(Stored dataset items)
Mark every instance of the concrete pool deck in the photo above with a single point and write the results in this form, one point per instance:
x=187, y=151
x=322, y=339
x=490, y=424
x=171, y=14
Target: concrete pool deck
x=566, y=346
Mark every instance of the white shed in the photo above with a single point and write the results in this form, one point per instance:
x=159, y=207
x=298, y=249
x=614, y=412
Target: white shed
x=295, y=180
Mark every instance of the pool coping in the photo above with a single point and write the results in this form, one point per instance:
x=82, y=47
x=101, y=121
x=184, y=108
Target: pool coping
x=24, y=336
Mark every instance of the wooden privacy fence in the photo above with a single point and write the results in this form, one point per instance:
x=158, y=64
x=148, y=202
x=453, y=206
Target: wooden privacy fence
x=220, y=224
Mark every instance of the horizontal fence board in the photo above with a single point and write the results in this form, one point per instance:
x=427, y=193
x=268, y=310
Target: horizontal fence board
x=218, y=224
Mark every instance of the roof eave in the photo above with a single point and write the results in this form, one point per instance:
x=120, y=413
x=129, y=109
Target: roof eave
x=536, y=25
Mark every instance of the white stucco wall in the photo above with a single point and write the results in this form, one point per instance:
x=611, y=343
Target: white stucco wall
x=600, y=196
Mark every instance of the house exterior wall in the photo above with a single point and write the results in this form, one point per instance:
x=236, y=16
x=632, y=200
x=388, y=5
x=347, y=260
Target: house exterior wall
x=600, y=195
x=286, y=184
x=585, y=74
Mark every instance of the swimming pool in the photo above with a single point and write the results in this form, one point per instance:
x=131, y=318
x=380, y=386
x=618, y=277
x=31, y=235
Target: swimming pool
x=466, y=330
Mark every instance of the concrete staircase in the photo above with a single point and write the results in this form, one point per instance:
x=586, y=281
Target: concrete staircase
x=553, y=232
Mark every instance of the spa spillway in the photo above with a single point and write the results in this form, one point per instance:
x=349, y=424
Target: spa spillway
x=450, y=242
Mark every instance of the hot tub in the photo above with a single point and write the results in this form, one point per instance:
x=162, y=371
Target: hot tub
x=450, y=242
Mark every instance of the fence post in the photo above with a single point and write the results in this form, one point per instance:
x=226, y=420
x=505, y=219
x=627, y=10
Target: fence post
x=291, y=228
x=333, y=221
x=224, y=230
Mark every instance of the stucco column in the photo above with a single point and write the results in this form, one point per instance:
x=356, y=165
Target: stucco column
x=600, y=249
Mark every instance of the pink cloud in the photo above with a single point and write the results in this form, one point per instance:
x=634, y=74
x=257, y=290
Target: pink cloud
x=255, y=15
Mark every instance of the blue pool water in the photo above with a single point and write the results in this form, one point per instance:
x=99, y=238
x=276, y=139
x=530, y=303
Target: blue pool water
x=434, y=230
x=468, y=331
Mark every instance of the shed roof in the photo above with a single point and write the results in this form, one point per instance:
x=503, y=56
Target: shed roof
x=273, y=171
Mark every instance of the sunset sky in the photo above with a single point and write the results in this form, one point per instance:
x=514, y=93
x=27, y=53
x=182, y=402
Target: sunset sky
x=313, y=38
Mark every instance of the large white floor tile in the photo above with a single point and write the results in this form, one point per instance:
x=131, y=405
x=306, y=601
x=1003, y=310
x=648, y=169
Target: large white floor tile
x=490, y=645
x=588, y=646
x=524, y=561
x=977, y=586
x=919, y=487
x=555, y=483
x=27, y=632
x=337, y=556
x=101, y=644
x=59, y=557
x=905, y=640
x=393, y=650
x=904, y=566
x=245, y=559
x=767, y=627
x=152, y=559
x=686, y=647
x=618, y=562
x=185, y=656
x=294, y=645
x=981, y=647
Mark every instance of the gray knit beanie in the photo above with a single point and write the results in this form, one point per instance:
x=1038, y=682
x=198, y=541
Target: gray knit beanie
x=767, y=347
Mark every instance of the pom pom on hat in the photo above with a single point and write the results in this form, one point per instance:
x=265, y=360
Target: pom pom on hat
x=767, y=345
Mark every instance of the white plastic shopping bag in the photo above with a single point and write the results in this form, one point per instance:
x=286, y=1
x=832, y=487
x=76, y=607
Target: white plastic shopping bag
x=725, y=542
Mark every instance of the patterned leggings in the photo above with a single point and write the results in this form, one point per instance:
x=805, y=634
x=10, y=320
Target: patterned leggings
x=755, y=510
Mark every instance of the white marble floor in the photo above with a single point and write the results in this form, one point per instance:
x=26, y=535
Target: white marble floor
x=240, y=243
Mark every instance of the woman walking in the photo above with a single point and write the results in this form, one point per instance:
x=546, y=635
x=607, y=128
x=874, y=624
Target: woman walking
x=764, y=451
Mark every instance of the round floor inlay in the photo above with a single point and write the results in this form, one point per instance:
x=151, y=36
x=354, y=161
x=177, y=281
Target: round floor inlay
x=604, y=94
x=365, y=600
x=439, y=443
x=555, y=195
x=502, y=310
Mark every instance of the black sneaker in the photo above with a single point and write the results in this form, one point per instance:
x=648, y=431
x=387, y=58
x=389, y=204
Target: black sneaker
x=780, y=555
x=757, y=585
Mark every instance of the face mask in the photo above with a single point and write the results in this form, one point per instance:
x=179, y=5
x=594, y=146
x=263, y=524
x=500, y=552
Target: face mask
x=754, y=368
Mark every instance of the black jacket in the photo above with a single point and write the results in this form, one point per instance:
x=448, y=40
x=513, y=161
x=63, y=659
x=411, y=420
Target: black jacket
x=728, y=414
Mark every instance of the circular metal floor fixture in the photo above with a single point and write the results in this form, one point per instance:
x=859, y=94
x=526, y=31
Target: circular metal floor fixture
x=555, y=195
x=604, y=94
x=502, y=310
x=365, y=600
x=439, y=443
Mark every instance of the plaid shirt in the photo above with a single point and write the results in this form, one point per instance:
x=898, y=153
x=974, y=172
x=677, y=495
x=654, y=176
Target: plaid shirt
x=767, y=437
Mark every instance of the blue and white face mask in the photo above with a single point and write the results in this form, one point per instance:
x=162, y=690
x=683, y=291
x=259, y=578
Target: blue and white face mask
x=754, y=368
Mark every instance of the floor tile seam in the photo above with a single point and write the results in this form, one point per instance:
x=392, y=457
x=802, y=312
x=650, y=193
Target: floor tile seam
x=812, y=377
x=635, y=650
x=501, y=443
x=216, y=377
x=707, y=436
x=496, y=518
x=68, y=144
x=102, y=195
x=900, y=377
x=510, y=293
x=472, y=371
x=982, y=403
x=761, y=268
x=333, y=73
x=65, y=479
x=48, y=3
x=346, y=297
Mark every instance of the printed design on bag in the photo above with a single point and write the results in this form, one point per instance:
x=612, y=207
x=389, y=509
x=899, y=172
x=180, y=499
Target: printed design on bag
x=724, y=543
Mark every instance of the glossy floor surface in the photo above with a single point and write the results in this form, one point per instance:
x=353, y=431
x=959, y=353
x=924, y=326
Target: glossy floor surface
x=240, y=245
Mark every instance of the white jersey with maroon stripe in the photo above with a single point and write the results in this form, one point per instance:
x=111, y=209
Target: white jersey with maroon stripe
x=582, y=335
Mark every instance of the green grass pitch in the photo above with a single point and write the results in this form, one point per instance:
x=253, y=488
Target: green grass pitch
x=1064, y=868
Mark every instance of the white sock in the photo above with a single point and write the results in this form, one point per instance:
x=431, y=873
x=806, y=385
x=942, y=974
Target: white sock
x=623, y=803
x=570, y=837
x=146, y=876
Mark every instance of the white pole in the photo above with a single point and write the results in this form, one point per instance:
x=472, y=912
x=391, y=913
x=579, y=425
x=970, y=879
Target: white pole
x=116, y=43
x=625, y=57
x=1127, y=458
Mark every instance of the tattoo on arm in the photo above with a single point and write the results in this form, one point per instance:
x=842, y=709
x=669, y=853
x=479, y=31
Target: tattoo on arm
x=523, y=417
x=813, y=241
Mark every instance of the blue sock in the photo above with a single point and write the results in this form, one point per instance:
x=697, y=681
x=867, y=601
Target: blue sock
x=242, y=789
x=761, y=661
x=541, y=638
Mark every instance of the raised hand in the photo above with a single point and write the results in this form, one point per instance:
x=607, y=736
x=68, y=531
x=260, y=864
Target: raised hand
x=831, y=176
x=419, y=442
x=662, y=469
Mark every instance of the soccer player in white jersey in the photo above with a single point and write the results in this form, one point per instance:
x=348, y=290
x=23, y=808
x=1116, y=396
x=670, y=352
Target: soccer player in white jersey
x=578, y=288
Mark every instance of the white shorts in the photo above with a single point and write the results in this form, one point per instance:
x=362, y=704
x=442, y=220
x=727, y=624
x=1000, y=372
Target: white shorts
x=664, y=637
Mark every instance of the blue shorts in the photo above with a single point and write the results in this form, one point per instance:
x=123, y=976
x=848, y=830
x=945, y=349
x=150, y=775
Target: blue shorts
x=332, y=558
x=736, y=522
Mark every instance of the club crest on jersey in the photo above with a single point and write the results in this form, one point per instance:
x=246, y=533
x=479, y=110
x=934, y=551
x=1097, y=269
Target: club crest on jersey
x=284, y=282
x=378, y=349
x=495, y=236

• DIRECTION: Put the records into a numbered list, starting at the line with "Mark every instance of the face" and ending with the line with "x=582, y=335", both included. Leave out any blank lines.

• TASK RESPONSE:
1. Mark every instance of the face mask in the photo above with a single point and write the results in this form, one point per instance:
2. x=179, y=5
3. x=594, y=146
4. x=263, y=524
5. x=500, y=552
6. Target: face mask
7. x=754, y=368
8. Mark every instance of the black jacket in the photo above with a single point and write the results in this form, one point per instance:
9. x=448, y=40
10. x=513, y=161
11. x=63, y=659
12. x=411, y=420
13. Target: black jacket
14. x=728, y=414
15. Mark every instance of the circular metal floor fixture in the photo above with a single point and write the results in this form, one point per instance:
16. x=859, y=94
17. x=526, y=31
18. Target: circular metal floor fixture
19. x=555, y=195
20. x=604, y=94
21. x=502, y=310
22. x=365, y=600
23. x=439, y=443
24. Mark every instance of the plaid shirt in the photo above with a single point and write the results in this form, one point per instance:
25. x=898, y=153
26. x=974, y=172
27. x=677, y=495
28. x=654, y=176
29. Target: plaid shirt
30. x=767, y=437
31. Mark every instance of the blue and white face mask in the photo above with a single point and write the results in this form, one point per instance:
32. x=162, y=690
33. x=683, y=291
34. x=259, y=578
35. Target: blue and white face mask
36. x=754, y=368
37. Mark every instance of the floor tile seam in the photo above with a single point and write the results in this form, one point per instance:
38. x=392, y=457
39. x=802, y=312
40. x=650, y=193
41. Target: floor tile seam
42. x=812, y=377
43. x=635, y=650
44. x=501, y=443
45. x=216, y=377
46. x=707, y=436
47. x=496, y=518
48. x=68, y=144
49. x=102, y=195
50. x=900, y=377
51. x=510, y=293
52. x=472, y=371
53. x=982, y=403
54. x=761, y=268
55. x=333, y=73
56. x=65, y=479
57. x=48, y=3
58. x=346, y=297
59. Mark every instance of the printed design on bag in the photo above with a single point and write the results in this form, one point per instance:
60. x=612, y=207
61. x=389, y=509
62. x=899, y=172
63. x=180, y=499
64. Target: printed design on bag
65. x=724, y=543
66. Mark every instance of the glossy floor surface in the photo above with a single point and write the results in this form, one point per instance:
67. x=353, y=431
68. x=959, y=353
69. x=924, y=326
70. Target: glossy floor surface
71. x=240, y=245
72. Mark every instance of the white jersey with maroon stripe in the photo above with a single point and write the results in this form, one point per instance:
73. x=111, y=209
74. Target: white jersey with maroon stripe
75. x=582, y=335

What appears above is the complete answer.